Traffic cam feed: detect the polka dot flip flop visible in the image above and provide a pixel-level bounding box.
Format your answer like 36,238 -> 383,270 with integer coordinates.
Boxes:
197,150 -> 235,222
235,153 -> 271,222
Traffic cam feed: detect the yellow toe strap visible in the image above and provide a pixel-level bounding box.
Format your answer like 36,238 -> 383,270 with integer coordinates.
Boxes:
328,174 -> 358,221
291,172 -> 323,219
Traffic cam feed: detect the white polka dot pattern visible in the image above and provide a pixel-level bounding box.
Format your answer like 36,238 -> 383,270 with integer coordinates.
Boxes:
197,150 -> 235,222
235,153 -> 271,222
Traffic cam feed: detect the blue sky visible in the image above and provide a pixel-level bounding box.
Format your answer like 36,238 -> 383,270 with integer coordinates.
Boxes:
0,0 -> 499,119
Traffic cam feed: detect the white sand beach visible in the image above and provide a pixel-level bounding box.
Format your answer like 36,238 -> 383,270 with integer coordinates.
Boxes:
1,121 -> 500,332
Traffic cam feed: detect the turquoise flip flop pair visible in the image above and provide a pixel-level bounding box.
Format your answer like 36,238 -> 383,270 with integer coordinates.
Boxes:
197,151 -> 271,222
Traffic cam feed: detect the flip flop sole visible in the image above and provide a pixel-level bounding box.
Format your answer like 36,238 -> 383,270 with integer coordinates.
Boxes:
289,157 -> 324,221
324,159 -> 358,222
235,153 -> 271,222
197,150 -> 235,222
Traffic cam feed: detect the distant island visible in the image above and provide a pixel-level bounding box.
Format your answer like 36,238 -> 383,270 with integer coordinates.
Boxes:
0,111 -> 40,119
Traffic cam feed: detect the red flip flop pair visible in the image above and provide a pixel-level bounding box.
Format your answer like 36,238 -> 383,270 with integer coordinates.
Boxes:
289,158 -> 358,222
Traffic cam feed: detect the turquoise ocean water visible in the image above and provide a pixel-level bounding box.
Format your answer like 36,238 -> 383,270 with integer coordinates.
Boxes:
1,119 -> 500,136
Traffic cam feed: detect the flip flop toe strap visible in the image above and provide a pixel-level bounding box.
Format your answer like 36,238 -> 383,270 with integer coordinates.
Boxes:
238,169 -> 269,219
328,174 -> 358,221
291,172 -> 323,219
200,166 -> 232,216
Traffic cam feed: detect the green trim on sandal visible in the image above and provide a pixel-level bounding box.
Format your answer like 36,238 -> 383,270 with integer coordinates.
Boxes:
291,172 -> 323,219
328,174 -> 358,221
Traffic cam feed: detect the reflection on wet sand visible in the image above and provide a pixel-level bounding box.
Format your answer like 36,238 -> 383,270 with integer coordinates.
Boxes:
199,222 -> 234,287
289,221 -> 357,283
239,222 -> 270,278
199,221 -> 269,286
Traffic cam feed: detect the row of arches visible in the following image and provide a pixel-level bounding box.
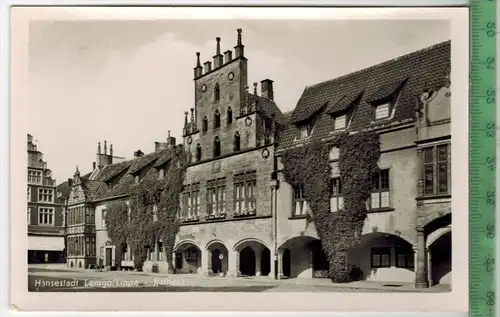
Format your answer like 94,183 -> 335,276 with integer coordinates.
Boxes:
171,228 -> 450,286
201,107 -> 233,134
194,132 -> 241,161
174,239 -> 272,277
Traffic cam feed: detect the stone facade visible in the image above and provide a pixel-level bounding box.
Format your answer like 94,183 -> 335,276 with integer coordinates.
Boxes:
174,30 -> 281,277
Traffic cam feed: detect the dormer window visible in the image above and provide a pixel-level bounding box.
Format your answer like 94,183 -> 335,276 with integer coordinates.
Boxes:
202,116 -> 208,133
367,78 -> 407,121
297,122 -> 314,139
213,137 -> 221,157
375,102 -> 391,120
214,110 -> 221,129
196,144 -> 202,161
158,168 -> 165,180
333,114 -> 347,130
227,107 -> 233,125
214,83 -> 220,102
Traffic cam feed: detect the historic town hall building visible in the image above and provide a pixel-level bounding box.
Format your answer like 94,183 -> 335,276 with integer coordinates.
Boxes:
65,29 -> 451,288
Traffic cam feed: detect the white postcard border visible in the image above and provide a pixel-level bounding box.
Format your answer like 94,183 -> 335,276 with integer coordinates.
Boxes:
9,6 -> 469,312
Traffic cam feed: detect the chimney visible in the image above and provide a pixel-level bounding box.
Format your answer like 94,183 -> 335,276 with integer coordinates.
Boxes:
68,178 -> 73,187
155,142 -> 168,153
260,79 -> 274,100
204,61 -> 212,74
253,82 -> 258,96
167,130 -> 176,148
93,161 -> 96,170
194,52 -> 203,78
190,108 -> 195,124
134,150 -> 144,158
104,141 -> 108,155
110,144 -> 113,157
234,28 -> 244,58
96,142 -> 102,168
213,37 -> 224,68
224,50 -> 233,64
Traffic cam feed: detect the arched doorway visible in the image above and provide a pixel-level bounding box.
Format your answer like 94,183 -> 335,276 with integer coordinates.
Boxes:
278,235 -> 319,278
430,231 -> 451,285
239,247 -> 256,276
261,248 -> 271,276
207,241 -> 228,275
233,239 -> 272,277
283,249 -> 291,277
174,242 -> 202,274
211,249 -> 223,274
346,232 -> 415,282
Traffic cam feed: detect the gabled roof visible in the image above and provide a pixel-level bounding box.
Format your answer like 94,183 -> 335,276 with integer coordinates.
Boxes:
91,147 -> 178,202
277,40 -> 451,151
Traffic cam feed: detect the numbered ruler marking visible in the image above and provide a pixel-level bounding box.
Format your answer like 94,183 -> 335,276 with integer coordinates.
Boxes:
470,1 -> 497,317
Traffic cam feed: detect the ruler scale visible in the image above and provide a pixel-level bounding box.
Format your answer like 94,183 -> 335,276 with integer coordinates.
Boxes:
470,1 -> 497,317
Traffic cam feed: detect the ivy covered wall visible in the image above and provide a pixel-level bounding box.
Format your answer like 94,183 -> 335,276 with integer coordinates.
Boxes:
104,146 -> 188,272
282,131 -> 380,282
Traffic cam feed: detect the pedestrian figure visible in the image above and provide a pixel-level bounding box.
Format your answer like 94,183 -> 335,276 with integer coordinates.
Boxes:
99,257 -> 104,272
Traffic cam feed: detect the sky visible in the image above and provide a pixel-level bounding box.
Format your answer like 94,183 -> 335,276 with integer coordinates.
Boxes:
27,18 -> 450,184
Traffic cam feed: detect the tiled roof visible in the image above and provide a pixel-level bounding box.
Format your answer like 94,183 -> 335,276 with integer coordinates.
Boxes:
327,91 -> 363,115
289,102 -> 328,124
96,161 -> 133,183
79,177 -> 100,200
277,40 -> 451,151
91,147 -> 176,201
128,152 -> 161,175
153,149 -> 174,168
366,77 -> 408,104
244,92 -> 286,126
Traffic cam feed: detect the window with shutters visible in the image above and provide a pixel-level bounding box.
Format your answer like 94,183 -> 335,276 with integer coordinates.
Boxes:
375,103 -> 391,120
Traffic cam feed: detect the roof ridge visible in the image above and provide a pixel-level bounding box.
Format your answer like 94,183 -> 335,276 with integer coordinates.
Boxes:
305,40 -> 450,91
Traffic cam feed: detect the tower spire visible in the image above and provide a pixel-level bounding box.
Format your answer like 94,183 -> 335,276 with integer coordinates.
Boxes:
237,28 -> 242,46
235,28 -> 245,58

━━━━━━━━━━

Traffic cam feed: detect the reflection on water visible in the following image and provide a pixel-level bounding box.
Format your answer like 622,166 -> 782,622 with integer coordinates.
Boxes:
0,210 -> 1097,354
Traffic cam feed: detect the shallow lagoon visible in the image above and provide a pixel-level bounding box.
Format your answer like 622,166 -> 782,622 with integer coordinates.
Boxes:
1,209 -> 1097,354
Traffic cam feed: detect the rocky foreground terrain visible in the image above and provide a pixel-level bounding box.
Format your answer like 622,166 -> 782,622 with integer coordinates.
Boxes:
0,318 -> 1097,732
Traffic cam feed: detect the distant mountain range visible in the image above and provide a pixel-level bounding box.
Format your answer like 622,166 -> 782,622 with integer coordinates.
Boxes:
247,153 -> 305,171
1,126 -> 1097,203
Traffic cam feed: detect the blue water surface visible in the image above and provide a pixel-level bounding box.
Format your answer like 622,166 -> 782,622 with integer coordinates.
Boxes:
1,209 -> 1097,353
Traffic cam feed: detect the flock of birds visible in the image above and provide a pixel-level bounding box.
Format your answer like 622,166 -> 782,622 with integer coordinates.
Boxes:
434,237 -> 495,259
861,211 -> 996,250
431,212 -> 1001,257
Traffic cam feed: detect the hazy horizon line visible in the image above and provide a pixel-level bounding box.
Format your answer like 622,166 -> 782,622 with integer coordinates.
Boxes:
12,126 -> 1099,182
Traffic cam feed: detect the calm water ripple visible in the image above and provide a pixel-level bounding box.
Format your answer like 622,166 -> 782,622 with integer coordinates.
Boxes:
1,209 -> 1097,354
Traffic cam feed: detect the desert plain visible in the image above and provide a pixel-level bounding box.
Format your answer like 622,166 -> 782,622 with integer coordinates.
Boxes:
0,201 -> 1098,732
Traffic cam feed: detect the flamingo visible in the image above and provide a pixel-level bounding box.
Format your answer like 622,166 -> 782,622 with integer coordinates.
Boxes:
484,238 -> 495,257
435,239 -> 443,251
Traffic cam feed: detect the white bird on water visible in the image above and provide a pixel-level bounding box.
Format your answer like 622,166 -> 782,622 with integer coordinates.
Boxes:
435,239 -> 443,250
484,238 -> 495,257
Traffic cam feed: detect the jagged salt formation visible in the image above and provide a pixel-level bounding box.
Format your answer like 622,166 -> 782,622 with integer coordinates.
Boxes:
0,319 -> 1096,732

━━━━━━━━━━

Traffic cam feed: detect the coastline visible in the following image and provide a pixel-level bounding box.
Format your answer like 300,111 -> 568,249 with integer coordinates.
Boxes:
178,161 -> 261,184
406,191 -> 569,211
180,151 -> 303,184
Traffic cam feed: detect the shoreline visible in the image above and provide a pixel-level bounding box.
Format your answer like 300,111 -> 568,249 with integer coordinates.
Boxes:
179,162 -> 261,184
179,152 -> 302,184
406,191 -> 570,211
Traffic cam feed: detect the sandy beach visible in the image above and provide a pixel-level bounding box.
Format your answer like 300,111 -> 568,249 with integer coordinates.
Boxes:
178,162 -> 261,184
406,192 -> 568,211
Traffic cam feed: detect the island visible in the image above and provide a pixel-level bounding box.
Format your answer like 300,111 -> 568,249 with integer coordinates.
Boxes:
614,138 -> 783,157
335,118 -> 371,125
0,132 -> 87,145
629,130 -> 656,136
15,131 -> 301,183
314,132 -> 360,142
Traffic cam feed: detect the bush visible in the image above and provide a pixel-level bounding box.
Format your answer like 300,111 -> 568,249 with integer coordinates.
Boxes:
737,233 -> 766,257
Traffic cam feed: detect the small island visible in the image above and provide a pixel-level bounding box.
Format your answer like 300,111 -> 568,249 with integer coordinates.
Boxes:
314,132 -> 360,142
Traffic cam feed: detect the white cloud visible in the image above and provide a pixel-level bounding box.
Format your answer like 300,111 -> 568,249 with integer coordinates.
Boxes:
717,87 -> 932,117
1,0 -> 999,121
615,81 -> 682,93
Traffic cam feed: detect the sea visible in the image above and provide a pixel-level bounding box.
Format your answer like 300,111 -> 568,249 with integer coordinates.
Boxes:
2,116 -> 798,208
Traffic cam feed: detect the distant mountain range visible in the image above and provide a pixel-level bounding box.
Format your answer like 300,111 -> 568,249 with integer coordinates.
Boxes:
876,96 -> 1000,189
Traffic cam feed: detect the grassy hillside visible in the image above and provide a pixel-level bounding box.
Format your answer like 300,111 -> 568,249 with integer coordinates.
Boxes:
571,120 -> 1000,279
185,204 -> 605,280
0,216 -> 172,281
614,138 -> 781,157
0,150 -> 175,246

━━━━━━━━━━

#### Exercise:
Go through the data above and copy each line that holds the word "reflection".

#### Your response:
Traffic cam feed: detect the reflection on wet sand visible in the image above and provide a pixel-level bounding box.
Traffic cam feed: detect the reflection on water visible in the following image and provide a pixel-level bounding box.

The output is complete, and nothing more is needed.